Extracted text:
Jon Savage on song: The Smiths' The Queen Is Dead is an anthem for our times

Eloquent rage ... The Smiths outside Salford Lads Club during the Queen Is Dead sessions. Photograph: Stephen Wright/Redferns
Eighteen seconds in, a high-pitched drone begins. For the next six or so minutes, it does not stop. Segueing between the sampled intro – a snatch of Cicely Courtneidge singing Take Me Back to Dear Old Blighty – and the entry of the group themselves, this subtly modulating guitar feedback is both a formal device, to bridge the song's various changes, and a statement of intent: this is serious, this is getting to the heart of the matter – so listen up!
Like the Sex Pistols' God Save the Queen, the Smiths' The Queen Is Dead was designed as a state-of-the-nation address. The parallels are many: explicit criticism of the monarchy as a pillar of the existing class system; the toughest hard rock as the most effective method of making your point; lyrics that are a blast of eloquent rage from the standpoint of an outsider – in each case a young man of Irish extraction. Both reached No 2 in the charts.
The Queen Is Dead is the Smiths' mature masterpiece. The playing is faultless: the rhythm section is both supple and relentless, while Johnny Marr's wah-wah guitar is constantly in motion, in total sympathy with the song's mood changes: rhythmic and viciously propulsive one minute, ambient the next. Morrissey's lyrics are pointed, witty and tricksy, with their implied rhymes: "castration" instead of "strings" to take just one example.
Best of all, they give a thorough portrait of how it feels to be an outsider, rooted in a precise physical and psychological place – "hemmed in like a boar between arches". When you hear the line "but the rain that flattens my hair" you can think of no other place than Manchester, and in many ways The Queen Is Dead represents the highpoint of Morrissey's lyric writing – when he was still informed by his city and its past.
This sense of rootedness is important. You intuitively sense that the musicians have experienced, indeed have deeply felt, what they are communicating. They know of what they speak. This sense transmits itself to the listener, who in turn finds a reflection of their own experience, and so the bond is forged. And that sense of connection remains: two and a half decades after I first heard it, The Queen Is Dead still rings proud and strong.
When The Queen Is Dead was released in June 1986, Britain was nearing the end of a second term of Margaret Thatcher's Conservative government. The miners were vanquished, the "new right" triumphant. Acid house was still underground, while the Live Aid effect had smeared middle-brow values all over rock music. There was surprisingly little dissidence expressed in popular culture, as the onset of CD software inaugurated a wave of retro marketing.

Raw data:
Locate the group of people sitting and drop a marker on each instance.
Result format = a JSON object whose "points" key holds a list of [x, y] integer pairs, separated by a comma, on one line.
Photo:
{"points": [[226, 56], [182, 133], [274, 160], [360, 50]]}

Exercise directions:
Retype the passage from the article on The Smiths' The Queen Is Dead, starting with "Best of all, they" and going on through "and its past.".

Exercise result:
Best of all, they give a thorough portrait of how it feels to be an outsider, rooted in a precise physical and psychological place – "hemmed in like a boar between arches". When you hear the line "but the rain that flattens my hair" you can think of no other place than Manchester, and in many ways The Queen Is Dead represents the highpoint of Morrissey's lyric writing – when he was still informed by his city and its past.